EXCERPT:

- - - -

The intellectually suggestible, must be approached with reasons and explanations for everything, or in the last resort, shock. Ward told of a noted hypnotherapist in southern California who wanted to demonstrate for a group of high powered doctors and university medical staff. He skipped all the preliminary relaxation procedures and simply grabbed the unsuspecting volunteer and yelled “Sleep!” and the high powered doctor went out like a light.

“In the hypnotic state,” Ward assured a number of questioners, the hypnotee is really more alert than the hypnotist, in a heightened state of awareness, because the subconscious is taking control. This is why people never do anything they don’t want to do or would not normally do as a result of Hypnosis.” As an aside he cautioned that “If there are people sleeping in your house, don’t think they don’t hear a lot of what’s going on, because they do. Your conscious mind may be an 8 to 5 worker, but the subconscious is like the police and fire departments: on duty all the time.”

The question was raised several times in various guises; Ward noted that only two main conditions prevent successful hypnosis. ‘

“Fear” he said, is the most common and comes out when there is no rapport between the hypnotist and the hypnotee. It is a lack of trust and it can be felt just in the ‘vibrations’ coming from one or the other’s thoughts. Their fear is that they won’t ‘wake up’ or that they will tell something they don’t want to tell. Both are just the fear of being out of control.”

The other main block to experiencing hypnosis he called the “reverse effect.” In this case the individual does not succeed because he is trying too hard, like trying to remember an answer in Trivial Pursuit that only comes to you after you move on to another question. In hypnosis, he said, an example is the overweight person who says to himself, “I’ve got to make this work” so often and with such intensity that it then does not work.

Ward brought the issue of health and hypnosis straight to the audience with the statement that, “Man is the only animal that is a creator. He can create an ulcer or high blood pressure or even cancer or any number of the two thousand or so diseases we recognize. He can create things good and bad: happiness, good health and success, or negative things: misery, unhappiness and bad health.”

- - - -

QUESTIONS ON THE MATERIAL:
(1) Answer these questions about the hypnosis excerpt, one line each:
(a) What one word did the hypnotherapist in southern California yell at the volunteer?
(b) What two main conditions does Ward say prevent successful hypnosis?
(c) To what does Ward compare the subconscious?
(2) Continue the excerpt on Ward's hypnosis talk from the point where it stops.

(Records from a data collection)
- - - -

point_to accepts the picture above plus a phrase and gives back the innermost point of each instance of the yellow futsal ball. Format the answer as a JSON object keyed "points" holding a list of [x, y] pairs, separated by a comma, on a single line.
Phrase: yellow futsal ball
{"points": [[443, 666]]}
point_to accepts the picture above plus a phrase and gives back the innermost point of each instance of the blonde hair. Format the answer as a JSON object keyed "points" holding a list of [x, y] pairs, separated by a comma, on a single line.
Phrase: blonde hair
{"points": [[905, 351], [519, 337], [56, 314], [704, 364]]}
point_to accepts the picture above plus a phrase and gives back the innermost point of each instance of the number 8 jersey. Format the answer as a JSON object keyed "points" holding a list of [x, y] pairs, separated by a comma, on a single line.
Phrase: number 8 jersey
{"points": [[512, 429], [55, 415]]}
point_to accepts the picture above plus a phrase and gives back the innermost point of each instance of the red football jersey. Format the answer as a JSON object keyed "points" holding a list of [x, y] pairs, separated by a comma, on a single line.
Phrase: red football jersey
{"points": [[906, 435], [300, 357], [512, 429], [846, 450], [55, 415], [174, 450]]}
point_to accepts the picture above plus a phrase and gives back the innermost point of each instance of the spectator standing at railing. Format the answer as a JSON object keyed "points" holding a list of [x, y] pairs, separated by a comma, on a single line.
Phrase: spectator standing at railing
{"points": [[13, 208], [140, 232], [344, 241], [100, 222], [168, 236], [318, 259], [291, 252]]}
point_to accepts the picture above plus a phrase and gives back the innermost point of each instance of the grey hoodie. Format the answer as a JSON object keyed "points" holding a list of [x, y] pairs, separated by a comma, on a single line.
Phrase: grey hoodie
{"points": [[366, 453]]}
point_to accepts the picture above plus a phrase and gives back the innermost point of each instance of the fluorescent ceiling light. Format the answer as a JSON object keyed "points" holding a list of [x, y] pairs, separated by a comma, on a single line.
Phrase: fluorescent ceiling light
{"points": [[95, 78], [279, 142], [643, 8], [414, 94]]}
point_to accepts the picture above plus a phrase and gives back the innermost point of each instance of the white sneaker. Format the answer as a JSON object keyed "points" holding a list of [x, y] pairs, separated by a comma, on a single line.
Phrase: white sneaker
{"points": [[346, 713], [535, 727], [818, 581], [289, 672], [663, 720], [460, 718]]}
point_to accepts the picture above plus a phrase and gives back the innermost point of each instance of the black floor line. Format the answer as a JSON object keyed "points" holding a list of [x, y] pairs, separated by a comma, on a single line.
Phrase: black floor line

- - - -

TASK-BY-TASK ANSWERS:
(1)
(a) "Sleep!"
(b) Fear and the "reverse effect."
(c) The police and fire departments, which are on duty all the time.

(2)
In short, he said, “He draws to himself the things he thinks about. Man is the sum total of his own thoughts. ”

A few moments after Ward’s formal presentation, the audience seemed to become the “sum total of his thoughts,” all of which were positive and quite relaxing.

Speaking softly and rhythmically, he inducted the group into a quiet state of alert relaxation. And except for a couple of students who whispered constantly throughout much of the session, nearly everyone went “under.” At least, I think they did. It was hard to tell, because I was so completely relaxed, I couldn’t make myself notice what others were experiencing.

Ward described a wave of relaxation that started at the head and scalp and slooowly flowed down through the entire body .

“Every muscle, every nerve is limp’ and loose, laaazy and relaxed,” he intoned in a soft singsong voice. And by the time the wave of relaxation got down to the chest there was hardly a sound in the room except his voice. .

“Your body feels like a rag doll, limp and loose, laaazy and relaxed,” he said. And he was right.

He brought us back to a fully conscious state with the suggestion that we would feel very good, rested yet energized, and that in the future we would be more attuned to the positive aspects in life and less influenced by the· negative.

The moment we “surfaced” the room seemed to explode with exclamations and excitement.

“I felt great.”

“I felt like my feet were so heavy they were sinking right into the floor.”

“I wanted to sleep.”

“I was ready to get up and put in another eight hours work.” .

I was limp and loose, laaazy and relaxed.